Excerpts from a detection dataset

● ● ● ● ● ● ●

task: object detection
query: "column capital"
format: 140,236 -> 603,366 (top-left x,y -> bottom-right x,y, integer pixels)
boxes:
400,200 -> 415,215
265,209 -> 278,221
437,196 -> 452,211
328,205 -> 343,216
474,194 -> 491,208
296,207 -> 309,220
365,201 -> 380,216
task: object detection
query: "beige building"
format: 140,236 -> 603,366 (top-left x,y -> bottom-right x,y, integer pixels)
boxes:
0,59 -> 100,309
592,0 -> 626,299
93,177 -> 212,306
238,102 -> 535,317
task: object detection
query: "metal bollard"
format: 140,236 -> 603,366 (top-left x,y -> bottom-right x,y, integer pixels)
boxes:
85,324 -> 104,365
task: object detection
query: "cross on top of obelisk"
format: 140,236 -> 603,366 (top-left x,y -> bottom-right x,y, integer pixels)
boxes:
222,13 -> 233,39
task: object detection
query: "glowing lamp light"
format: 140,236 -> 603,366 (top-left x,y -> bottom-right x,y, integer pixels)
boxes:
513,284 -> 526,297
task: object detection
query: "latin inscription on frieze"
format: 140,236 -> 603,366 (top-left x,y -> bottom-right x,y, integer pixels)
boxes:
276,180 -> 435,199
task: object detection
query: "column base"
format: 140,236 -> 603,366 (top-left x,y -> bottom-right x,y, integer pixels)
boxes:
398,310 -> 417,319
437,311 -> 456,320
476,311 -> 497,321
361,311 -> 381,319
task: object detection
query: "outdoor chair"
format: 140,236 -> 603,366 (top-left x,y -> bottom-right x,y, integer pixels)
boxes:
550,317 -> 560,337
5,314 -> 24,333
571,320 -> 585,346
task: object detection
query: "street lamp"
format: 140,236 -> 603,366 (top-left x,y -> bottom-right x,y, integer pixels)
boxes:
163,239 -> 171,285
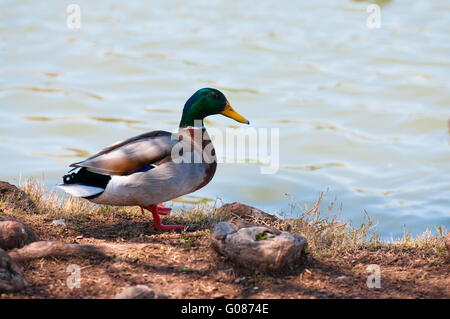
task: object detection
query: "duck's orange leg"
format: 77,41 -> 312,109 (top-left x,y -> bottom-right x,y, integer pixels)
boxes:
141,204 -> 184,230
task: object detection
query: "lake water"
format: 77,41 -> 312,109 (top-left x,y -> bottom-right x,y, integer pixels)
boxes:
0,0 -> 450,238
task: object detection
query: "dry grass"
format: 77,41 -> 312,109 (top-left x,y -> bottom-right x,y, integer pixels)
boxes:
15,180 -> 446,257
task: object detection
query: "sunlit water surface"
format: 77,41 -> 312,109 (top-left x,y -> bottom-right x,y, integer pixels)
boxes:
0,0 -> 450,238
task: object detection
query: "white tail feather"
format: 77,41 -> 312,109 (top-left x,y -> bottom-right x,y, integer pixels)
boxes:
57,184 -> 104,197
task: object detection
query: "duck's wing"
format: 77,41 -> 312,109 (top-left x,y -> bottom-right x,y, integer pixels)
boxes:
70,131 -> 177,175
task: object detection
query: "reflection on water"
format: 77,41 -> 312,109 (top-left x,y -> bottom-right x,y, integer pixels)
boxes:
0,0 -> 450,238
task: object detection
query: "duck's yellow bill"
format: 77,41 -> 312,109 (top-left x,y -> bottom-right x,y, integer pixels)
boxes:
220,101 -> 250,124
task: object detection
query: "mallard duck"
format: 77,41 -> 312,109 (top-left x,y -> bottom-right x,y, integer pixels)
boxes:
58,88 -> 249,230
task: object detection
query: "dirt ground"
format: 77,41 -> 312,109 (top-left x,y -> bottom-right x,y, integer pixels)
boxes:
0,208 -> 450,299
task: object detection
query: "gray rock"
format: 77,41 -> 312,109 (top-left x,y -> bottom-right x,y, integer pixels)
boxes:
0,218 -> 39,250
52,219 -> 67,227
114,285 -> 167,299
211,222 -> 306,271
0,249 -> 28,293
445,231 -> 450,254
218,202 -> 280,221
0,181 -> 36,213
211,222 -> 238,240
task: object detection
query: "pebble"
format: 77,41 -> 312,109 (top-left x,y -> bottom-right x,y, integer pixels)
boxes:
52,219 -> 67,227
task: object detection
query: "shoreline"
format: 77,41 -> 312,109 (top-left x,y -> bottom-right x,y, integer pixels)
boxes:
0,181 -> 450,299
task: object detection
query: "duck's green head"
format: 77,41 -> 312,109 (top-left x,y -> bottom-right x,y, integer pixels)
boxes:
180,88 -> 250,127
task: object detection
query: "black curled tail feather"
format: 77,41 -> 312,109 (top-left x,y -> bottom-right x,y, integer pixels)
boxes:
63,167 -> 111,189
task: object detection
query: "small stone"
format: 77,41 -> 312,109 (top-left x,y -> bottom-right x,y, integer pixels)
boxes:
0,181 -> 36,213
0,218 -> 39,250
0,248 -> 28,293
211,222 -> 306,271
445,231 -> 450,254
211,222 -> 238,240
114,285 -> 167,299
52,219 -> 67,227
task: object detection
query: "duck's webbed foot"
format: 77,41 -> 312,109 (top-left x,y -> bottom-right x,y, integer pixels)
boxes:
141,204 -> 184,230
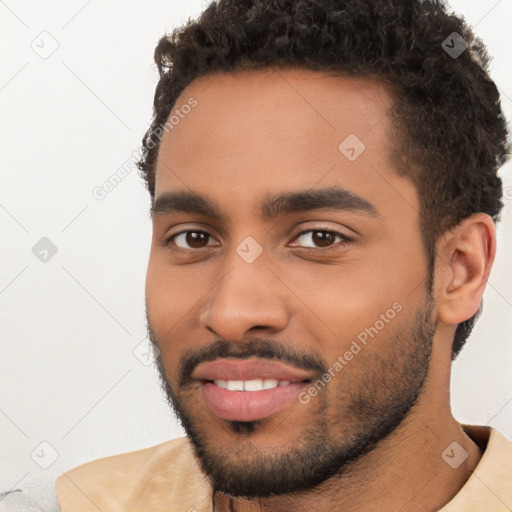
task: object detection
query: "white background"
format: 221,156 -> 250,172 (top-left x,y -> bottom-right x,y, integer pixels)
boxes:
0,0 -> 512,491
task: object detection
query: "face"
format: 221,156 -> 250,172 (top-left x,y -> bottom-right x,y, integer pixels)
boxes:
146,70 -> 435,497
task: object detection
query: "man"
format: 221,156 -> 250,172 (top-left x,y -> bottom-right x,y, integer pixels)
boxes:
56,0 -> 512,512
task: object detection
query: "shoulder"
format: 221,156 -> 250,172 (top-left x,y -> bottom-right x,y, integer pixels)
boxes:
55,437 -> 209,512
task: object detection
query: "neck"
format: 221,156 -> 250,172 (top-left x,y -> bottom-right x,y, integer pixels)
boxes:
214,413 -> 482,512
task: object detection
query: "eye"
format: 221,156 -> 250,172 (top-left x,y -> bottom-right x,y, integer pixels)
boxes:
293,229 -> 351,249
165,230 -> 218,250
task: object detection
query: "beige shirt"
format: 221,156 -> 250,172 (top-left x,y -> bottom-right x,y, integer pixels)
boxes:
55,425 -> 512,512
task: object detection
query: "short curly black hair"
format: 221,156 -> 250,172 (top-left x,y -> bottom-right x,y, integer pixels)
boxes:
138,0 -> 510,360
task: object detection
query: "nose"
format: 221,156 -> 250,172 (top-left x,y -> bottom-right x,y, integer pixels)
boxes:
200,254 -> 288,342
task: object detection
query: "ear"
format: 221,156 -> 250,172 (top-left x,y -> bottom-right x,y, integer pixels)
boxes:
436,213 -> 496,324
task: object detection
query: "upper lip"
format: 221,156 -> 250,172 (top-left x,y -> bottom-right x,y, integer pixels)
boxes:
192,359 -> 311,382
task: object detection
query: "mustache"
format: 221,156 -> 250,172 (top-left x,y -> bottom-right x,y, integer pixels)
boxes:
178,338 -> 327,387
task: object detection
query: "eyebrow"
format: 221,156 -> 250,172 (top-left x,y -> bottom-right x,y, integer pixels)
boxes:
150,187 -> 379,222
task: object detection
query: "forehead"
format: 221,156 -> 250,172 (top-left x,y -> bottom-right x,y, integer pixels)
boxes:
155,69 -> 414,219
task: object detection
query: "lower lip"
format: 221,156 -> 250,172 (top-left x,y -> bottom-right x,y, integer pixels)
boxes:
202,382 -> 307,421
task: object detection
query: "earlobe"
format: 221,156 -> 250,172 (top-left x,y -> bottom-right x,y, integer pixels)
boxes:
436,213 -> 496,325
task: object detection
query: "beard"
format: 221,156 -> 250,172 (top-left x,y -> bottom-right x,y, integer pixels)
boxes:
146,293 -> 436,498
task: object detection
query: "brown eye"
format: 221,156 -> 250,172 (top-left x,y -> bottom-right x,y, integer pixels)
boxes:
166,231 -> 217,249
294,229 -> 350,249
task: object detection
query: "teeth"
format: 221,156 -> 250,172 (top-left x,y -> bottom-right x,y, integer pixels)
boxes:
227,380 -> 244,391
262,379 -> 279,389
213,379 -> 290,391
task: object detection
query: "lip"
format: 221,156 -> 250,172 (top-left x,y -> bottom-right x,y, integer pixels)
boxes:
192,358 -> 313,382
201,381 -> 308,421
192,358 -> 313,421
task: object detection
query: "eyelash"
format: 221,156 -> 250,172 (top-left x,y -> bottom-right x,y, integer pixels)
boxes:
164,229 -> 352,252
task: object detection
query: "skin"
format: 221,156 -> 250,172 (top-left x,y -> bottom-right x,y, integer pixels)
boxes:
146,69 -> 496,512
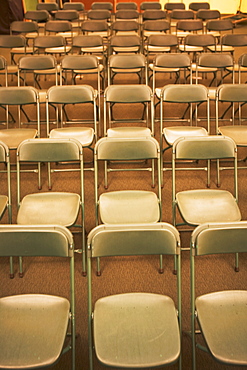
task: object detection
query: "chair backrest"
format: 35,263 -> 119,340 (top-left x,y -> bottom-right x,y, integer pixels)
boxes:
88,222 -> 180,258
0,225 -> 74,258
140,1 -> 161,11
87,9 -> 111,22
18,54 -> 58,86
109,35 -> 142,54
0,55 -> 8,86
45,20 -> 73,37
115,9 -> 139,20
94,136 -> 161,224
170,8 -> 194,20
189,2 -> 210,11
54,9 -> 80,22
176,19 -> 203,32
104,84 -> 154,134
63,2 -> 85,12
191,221 -> 247,256
87,223 -> 182,370
0,141 -> 12,224
206,19 -> 234,32
91,1 -> 113,11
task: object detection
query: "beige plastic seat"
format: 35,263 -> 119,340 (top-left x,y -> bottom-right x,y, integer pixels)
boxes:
108,35 -> 142,55
142,19 -> 170,42
0,86 -> 40,150
149,53 -> 192,94
191,221 -> 247,370
17,138 -> 86,274
0,225 -> 75,370
0,35 -> 27,77
160,84 -> 210,182
0,55 -> 8,86
88,223 -> 182,370
46,85 -> 98,147
94,137 -> 163,274
18,55 -> 58,103
91,1 -> 113,11
104,84 -> 154,137
108,54 -> 148,85
71,33 -> 107,86
172,135 -> 241,226
216,84 -> 247,168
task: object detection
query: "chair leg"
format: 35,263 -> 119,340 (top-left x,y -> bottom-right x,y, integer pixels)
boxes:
9,257 -> 14,279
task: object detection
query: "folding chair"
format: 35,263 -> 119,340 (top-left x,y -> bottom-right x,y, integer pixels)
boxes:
172,135 -> 241,227
94,137 -> 163,274
0,225 -> 75,370
88,223 -> 181,370
116,1 -> 137,10
108,35 -> 142,55
191,221 -> 247,370
17,138 -> 86,276
0,86 -> 40,150
104,84 -> 154,137
108,54 -> 148,85
0,35 -> 26,81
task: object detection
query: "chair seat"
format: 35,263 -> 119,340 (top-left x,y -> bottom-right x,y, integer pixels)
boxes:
163,126 -> 208,145
0,195 -> 8,218
45,46 -> 71,54
17,192 -> 80,227
99,190 -> 160,224
107,127 -> 151,138
0,294 -> 70,369
196,290 -> 247,366
149,63 -> 179,73
93,293 -> 180,368
219,125 -> 247,146
176,189 -> 241,226
0,128 -> 38,149
49,127 -> 94,147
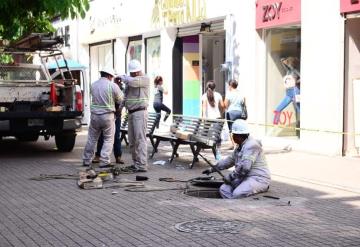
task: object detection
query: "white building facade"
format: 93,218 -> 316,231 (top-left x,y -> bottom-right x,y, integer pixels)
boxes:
57,0 -> 360,155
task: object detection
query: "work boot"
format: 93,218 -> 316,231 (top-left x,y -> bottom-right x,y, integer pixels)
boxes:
115,156 -> 125,164
164,113 -> 170,122
92,155 -> 100,163
126,165 -> 147,172
99,163 -> 114,168
83,161 -> 90,166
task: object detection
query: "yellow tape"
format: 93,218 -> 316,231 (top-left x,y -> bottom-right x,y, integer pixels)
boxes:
173,114 -> 360,136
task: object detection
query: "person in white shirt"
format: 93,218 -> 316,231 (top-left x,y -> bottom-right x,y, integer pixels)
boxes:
201,81 -> 224,160
201,81 -> 224,119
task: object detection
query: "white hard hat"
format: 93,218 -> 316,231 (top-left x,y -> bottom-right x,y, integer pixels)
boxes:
100,67 -> 115,77
128,59 -> 141,73
231,119 -> 250,135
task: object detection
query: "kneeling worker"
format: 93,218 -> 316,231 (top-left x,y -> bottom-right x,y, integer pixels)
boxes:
202,119 -> 271,199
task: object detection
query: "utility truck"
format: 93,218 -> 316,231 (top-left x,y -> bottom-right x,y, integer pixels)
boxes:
0,34 -> 83,152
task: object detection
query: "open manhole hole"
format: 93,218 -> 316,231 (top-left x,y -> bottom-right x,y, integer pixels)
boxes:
175,219 -> 250,234
184,189 -> 221,199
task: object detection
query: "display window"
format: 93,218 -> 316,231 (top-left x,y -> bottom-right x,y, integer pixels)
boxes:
126,38 -> 142,68
90,42 -> 113,82
266,26 -> 301,137
145,36 -> 161,105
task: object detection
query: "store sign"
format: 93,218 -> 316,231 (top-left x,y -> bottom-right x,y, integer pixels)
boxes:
152,0 -> 206,27
256,0 -> 301,29
88,0 -> 124,34
340,0 -> 360,13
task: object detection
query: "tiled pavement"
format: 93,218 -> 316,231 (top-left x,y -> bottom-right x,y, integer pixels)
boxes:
0,132 -> 360,247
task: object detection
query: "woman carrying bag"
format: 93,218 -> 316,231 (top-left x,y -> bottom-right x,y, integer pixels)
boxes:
224,80 -> 247,149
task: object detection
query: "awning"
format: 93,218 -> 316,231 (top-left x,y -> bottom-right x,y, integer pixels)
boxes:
47,59 -> 86,69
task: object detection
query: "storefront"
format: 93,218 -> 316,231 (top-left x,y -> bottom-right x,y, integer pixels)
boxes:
152,0 -> 226,116
173,19 -> 226,116
256,0 -> 301,138
341,0 -> 360,156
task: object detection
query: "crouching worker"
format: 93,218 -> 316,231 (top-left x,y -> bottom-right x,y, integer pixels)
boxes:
202,119 -> 271,199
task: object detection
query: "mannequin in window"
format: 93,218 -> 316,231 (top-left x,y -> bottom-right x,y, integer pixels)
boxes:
274,57 -> 300,125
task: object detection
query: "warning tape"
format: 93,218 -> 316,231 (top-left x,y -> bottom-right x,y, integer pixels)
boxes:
169,114 -> 360,136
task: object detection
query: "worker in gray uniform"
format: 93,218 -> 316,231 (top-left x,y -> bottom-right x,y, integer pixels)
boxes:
83,68 -> 124,167
120,60 -> 150,172
203,119 -> 271,199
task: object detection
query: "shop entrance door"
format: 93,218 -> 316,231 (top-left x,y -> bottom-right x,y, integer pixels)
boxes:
343,18 -> 360,156
200,32 -> 225,96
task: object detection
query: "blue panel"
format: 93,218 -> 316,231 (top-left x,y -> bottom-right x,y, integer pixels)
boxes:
183,99 -> 200,117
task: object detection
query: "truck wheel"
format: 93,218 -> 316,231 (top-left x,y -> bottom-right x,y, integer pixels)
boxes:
55,131 -> 76,152
16,133 -> 39,142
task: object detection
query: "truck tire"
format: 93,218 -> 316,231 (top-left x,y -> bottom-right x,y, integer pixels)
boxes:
16,133 -> 39,142
55,131 -> 76,152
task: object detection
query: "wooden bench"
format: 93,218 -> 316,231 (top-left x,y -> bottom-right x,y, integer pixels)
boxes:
190,119 -> 225,168
120,112 -> 160,147
150,116 -> 201,163
150,116 -> 225,168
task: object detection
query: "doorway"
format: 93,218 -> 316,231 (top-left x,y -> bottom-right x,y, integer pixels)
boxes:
200,32 -> 225,97
343,18 -> 360,156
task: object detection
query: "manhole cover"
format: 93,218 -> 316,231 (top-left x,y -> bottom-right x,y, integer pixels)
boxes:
175,219 -> 250,234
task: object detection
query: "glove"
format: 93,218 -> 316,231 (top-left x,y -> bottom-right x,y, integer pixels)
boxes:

● ● ● ● ● ● ●

* Short exercise: Can you replace "beige" with "tan" in everything from the first of the lines above down to the line containing "238,102 -> 535,317", changing nothing else, and give back only that stretch?

* Answer to the problem:
task: object detection
query: "column capital"
format: 140,236 -> 603,366 (top-left x,y -> bottom-right x,y, integer pixels)
boxes:
400,200 -> 415,215
265,209 -> 278,221
437,196 -> 452,211
328,205 -> 343,216
474,194 -> 491,208
296,207 -> 309,220
365,201 -> 380,216
task: object detection
query: "tan building"
format: 140,236 -> 603,366 (top-left x,y -> bottom-right x,y, integer pixels)
boxes:
0,59 -> 100,309
592,0 -> 626,299
93,177 -> 212,306
238,102 -> 535,317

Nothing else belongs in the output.